_Task brief_:
Copy out the lines of the records below word for word, from the line with "every black motorcycle." to the line with "(33, 99), (37, 105)", both included.

-*-*-

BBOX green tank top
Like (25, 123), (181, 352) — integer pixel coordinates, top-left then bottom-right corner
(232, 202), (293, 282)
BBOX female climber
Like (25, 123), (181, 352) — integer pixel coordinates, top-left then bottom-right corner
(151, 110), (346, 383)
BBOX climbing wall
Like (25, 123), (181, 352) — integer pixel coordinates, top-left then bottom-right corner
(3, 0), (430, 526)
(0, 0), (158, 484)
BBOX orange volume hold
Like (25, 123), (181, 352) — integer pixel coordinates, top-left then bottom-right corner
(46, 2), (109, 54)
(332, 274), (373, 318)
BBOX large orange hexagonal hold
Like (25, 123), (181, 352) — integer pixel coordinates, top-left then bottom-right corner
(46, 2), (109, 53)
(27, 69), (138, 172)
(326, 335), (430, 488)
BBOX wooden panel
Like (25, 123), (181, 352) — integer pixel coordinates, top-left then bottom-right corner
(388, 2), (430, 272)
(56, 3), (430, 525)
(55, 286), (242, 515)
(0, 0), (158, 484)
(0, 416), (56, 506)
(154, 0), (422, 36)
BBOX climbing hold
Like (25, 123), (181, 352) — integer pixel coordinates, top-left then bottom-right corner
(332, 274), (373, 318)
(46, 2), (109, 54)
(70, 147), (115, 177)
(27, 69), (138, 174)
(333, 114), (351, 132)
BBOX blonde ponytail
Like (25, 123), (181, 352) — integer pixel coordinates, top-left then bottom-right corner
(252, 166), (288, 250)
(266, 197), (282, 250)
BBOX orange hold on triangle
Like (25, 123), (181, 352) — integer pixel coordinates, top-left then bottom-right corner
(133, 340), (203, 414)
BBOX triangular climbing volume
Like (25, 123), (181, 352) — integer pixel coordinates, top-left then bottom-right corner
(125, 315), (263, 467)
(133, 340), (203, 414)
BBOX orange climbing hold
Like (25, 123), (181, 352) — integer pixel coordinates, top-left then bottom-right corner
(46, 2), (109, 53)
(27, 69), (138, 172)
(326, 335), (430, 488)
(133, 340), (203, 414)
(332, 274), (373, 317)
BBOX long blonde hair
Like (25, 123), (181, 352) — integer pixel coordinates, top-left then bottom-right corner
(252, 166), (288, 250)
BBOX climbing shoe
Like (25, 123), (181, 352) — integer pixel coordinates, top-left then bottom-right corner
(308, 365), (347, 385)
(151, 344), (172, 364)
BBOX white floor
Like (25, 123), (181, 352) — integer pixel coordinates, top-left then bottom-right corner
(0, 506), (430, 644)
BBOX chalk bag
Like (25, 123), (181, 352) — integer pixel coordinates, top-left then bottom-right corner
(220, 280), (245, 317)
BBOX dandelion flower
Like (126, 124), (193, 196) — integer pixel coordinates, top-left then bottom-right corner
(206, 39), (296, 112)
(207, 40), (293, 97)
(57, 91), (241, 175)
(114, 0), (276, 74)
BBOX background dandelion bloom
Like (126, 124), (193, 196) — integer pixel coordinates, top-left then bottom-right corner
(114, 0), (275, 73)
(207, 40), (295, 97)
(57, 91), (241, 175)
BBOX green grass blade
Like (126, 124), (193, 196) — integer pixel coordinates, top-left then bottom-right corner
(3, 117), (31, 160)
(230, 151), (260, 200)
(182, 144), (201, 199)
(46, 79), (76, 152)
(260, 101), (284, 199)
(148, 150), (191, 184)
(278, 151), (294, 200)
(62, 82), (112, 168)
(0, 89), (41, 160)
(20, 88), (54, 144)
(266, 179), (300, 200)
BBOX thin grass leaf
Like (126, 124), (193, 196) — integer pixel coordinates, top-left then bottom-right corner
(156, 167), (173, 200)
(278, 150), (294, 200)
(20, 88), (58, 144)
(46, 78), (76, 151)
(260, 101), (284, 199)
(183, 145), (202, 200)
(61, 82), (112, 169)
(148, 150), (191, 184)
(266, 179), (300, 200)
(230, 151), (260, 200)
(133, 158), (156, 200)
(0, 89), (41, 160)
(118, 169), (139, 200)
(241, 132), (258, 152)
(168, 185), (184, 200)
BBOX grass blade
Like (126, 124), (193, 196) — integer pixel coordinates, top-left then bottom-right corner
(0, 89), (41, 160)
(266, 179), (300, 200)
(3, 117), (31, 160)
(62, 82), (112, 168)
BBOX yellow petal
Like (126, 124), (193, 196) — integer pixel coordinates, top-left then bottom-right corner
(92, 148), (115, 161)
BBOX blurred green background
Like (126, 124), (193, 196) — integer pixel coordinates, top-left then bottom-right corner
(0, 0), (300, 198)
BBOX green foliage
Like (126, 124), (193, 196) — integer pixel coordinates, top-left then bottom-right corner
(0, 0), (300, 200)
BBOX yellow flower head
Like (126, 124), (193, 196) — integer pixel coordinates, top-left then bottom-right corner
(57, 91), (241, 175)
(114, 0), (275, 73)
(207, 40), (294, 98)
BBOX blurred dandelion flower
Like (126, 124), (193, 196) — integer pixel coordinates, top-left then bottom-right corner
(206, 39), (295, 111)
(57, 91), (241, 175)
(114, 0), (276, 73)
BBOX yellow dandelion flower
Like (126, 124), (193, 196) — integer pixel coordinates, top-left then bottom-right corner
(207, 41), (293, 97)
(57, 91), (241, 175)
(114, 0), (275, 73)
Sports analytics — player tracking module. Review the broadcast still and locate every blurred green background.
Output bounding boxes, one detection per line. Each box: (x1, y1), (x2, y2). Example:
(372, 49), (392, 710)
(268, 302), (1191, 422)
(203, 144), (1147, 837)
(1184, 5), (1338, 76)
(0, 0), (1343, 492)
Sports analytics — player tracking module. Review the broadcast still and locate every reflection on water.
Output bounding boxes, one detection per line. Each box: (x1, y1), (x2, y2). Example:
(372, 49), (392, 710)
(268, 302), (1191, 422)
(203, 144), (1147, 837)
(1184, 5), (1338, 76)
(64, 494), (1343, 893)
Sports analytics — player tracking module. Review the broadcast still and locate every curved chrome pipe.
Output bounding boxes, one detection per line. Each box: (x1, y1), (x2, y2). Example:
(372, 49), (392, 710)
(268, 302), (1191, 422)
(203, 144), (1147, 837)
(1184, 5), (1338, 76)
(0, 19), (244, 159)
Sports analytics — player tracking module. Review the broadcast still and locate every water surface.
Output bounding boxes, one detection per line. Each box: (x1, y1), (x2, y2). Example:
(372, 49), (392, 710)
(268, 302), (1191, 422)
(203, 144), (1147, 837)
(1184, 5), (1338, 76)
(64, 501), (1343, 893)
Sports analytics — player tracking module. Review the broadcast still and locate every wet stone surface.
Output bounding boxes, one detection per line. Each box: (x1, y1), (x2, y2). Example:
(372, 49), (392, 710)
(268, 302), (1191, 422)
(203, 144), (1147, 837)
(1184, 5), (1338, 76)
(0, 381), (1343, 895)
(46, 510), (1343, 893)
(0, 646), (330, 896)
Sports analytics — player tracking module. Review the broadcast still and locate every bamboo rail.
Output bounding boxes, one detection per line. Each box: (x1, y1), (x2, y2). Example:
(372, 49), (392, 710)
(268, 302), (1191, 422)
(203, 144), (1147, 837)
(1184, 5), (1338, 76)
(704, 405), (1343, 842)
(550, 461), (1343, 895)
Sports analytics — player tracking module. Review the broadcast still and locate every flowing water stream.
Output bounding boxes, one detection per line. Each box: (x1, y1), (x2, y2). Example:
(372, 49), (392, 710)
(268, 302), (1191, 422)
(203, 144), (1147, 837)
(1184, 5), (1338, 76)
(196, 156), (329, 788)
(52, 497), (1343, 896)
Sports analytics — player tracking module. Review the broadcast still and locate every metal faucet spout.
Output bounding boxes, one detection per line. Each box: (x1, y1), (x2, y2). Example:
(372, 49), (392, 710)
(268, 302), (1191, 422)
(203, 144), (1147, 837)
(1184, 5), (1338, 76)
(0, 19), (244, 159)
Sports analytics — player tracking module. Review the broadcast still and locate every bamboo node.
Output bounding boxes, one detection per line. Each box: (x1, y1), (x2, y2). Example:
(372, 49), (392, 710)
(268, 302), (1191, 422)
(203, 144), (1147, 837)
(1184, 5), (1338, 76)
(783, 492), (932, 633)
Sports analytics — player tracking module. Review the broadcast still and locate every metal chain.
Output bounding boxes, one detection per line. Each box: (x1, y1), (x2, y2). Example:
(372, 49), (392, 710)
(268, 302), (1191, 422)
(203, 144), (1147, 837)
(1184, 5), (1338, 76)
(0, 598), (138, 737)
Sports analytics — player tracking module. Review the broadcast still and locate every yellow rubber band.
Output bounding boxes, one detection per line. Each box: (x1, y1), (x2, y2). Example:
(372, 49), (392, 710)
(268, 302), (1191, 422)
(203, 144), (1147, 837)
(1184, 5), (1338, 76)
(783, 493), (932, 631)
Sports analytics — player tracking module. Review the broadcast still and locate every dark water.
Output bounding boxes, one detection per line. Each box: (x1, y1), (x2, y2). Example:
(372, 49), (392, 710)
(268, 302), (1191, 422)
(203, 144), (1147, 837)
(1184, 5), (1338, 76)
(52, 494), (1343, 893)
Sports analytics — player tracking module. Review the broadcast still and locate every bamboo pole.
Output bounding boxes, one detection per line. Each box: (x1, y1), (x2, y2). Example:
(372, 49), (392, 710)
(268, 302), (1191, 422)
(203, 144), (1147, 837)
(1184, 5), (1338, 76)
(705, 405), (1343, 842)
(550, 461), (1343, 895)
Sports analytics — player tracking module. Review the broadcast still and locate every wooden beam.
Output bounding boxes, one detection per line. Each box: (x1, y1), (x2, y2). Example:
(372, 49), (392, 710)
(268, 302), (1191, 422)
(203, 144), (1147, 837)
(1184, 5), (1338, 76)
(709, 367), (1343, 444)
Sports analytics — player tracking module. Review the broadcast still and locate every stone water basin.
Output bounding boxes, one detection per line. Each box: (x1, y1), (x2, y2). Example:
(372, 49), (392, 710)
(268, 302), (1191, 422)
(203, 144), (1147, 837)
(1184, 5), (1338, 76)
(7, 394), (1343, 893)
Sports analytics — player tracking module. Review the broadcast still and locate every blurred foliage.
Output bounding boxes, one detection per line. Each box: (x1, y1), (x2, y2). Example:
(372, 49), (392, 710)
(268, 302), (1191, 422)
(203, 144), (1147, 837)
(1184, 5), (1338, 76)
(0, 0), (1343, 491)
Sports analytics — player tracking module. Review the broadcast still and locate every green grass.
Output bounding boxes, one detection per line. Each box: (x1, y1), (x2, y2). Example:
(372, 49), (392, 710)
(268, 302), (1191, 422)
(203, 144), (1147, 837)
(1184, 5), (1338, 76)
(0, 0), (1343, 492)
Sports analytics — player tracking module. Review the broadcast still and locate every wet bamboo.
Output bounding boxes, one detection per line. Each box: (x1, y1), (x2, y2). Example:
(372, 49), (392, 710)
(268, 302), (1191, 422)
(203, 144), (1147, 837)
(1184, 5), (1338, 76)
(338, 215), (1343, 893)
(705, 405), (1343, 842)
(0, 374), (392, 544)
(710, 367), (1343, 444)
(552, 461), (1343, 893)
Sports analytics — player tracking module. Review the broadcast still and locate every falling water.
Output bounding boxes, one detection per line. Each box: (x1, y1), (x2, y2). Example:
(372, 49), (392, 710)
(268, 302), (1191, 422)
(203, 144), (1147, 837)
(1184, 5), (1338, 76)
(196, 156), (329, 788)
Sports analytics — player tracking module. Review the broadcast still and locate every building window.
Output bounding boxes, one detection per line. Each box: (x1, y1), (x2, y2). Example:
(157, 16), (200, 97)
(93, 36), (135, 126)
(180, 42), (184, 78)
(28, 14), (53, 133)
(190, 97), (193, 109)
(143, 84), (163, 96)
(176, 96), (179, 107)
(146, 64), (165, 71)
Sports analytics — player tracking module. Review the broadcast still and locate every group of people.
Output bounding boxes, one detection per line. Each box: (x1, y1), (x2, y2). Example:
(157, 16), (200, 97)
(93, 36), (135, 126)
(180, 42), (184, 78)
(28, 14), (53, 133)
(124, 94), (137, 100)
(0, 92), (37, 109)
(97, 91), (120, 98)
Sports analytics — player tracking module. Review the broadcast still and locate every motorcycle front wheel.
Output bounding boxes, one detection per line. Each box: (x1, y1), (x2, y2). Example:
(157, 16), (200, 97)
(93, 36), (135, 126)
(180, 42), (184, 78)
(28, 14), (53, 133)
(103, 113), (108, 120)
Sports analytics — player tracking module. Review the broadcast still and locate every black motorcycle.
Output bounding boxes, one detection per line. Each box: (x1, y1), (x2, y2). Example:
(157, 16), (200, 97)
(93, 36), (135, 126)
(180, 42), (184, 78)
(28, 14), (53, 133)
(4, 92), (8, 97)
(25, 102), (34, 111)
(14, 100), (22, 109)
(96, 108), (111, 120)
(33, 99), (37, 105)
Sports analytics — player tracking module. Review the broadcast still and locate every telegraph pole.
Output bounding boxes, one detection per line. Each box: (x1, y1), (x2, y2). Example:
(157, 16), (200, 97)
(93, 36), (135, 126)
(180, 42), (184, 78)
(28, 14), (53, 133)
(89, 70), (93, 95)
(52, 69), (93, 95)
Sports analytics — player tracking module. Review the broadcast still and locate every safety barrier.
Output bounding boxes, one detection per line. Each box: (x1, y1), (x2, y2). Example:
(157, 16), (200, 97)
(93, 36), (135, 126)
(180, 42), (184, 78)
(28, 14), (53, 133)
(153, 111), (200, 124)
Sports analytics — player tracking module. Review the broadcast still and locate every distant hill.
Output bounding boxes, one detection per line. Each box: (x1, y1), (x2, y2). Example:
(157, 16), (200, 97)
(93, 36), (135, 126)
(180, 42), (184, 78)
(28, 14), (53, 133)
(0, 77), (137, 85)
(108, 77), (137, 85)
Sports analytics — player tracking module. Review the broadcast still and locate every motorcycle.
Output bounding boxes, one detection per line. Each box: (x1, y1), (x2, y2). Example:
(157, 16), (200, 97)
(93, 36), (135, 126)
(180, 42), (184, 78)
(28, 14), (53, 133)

-*-*-

_Response to the task_:
Sports analytics — player tracking module. Review the broadcast still and locate every black motorcycle.
Output bounding boxes, one detection per line. Each box: (x1, y1), (x2, y2). Example:
(157, 16), (200, 97)
(93, 36), (135, 126)
(180, 42), (184, 78)
(28, 14), (53, 133)
(4, 92), (8, 97)
(25, 102), (34, 111)
(14, 100), (22, 109)
(96, 108), (111, 120)
(33, 99), (37, 105)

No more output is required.